Trecho para leitura:
————
6 – Em 1.932 o município foi palco dos combates entre federais e paulistas, durante a Revolução Constitucionalista. A “Batalha de Cunha”, travada no estilo da Primeira Grande Guerra e com o auxílio da aviação, foi uma das maiores batalhas daquela guerra civil e uma das poucas em que as tropas paulistas venceram. Paulo Virgínio, trabalhador rural do bairro do Taboão, foi capturado, torturado e morto pelas tropas federais, que apoiavam manutenção no poder do ditador Getúlio Vargas. Por não ter revelado os caminhos que levavam às trincheiras paulistas – nem mesmo sob tortura – foi considerado herói e mártir da causa paulista e constitucionalista.

7 – É a maior produtora de pinhão de São Paulo. Isso só é possível porque o território cunhense é salpicado por araucárias (pinheiro brasileiro). Os produtores rurais aproveitam para catar e comercializar os pinhões que caem no outono, e, assim, ter uma renda extra com o extrativismo vegetal. A Festa do Pinhão, atualmente o maior evento turístico de Cunha, conta com feira de comidas típicas à base de pinhão, além de shows e atrações outras. As araucárias são nativas em Cunha, pois mesmo sendo típicas de climas frios e subtropicais, encontraram na Mata Atlântica das altas montanhas um refúgio ecológico propício para sua espécie.
————
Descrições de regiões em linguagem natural

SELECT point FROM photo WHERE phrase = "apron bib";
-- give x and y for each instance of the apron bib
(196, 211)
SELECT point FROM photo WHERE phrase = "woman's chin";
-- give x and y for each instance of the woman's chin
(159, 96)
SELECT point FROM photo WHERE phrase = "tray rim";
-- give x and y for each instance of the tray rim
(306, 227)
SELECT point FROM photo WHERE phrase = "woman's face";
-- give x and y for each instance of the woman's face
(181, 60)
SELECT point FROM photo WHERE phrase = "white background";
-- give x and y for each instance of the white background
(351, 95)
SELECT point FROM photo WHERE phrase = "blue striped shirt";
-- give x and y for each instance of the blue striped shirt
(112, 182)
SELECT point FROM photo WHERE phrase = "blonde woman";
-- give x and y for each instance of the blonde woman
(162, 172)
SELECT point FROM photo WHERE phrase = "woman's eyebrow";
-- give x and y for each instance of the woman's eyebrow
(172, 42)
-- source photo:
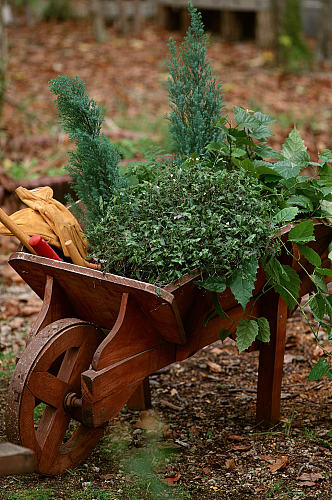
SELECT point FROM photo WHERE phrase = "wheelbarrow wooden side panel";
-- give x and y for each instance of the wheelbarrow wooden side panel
(96, 297)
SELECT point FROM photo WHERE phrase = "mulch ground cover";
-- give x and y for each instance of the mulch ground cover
(201, 440)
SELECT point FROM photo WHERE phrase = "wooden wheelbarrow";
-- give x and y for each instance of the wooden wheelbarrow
(99, 336)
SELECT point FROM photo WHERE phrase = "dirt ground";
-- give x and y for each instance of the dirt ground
(201, 440)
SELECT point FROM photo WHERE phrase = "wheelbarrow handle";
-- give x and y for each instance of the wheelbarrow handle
(16, 230)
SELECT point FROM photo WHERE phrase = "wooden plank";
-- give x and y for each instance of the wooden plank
(15, 459)
(96, 296)
(132, 334)
(104, 392)
(271, 358)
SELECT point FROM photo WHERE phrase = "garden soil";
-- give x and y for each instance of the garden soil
(200, 440)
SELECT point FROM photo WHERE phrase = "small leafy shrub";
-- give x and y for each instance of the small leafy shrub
(193, 215)
(60, 10)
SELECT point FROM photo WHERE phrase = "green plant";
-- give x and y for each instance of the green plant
(195, 97)
(216, 207)
(94, 164)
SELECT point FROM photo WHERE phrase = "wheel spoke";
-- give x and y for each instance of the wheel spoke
(74, 363)
(47, 388)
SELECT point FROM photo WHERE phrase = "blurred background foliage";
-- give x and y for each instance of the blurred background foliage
(275, 58)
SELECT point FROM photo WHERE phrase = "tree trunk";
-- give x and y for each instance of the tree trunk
(324, 42)
(98, 20)
(3, 55)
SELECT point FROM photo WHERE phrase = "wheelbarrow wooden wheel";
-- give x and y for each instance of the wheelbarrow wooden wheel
(46, 380)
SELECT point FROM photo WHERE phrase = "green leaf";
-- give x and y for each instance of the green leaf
(265, 168)
(293, 144)
(224, 333)
(300, 201)
(243, 282)
(289, 288)
(263, 329)
(275, 271)
(325, 174)
(217, 305)
(320, 369)
(286, 214)
(212, 284)
(302, 233)
(256, 123)
(310, 255)
(318, 305)
(246, 332)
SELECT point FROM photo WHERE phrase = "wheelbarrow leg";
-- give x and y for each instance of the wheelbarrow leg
(141, 399)
(271, 359)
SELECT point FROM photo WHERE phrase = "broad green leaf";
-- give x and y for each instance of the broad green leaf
(318, 305)
(286, 214)
(210, 316)
(243, 282)
(287, 169)
(320, 282)
(325, 174)
(320, 369)
(326, 208)
(263, 329)
(310, 255)
(300, 201)
(266, 151)
(293, 144)
(256, 123)
(223, 334)
(289, 289)
(246, 332)
(217, 305)
(275, 271)
(323, 271)
(212, 284)
(302, 233)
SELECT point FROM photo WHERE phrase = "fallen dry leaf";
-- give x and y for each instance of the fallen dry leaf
(311, 477)
(241, 447)
(230, 464)
(171, 481)
(280, 463)
(235, 437)
(214, 367)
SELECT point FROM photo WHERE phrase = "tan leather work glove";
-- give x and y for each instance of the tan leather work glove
(59, 219)
(31, 223)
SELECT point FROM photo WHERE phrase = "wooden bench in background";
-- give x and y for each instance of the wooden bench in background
————
O que fazer: Traduza para o inglês esta frase do trecho sobre Cunha: "Os produtores rurais aproveitam para catar e comercializar os pinhões que caem no outono, e, assim, ter uma renda extra com o extrativismo vegetal." As linhas não têm nenhuma função nesta atividade.

Resolução: Rural producers take the opportunity to gather and sell the pine nuts that fall in autumn, and thus earn extra income from plant extraction.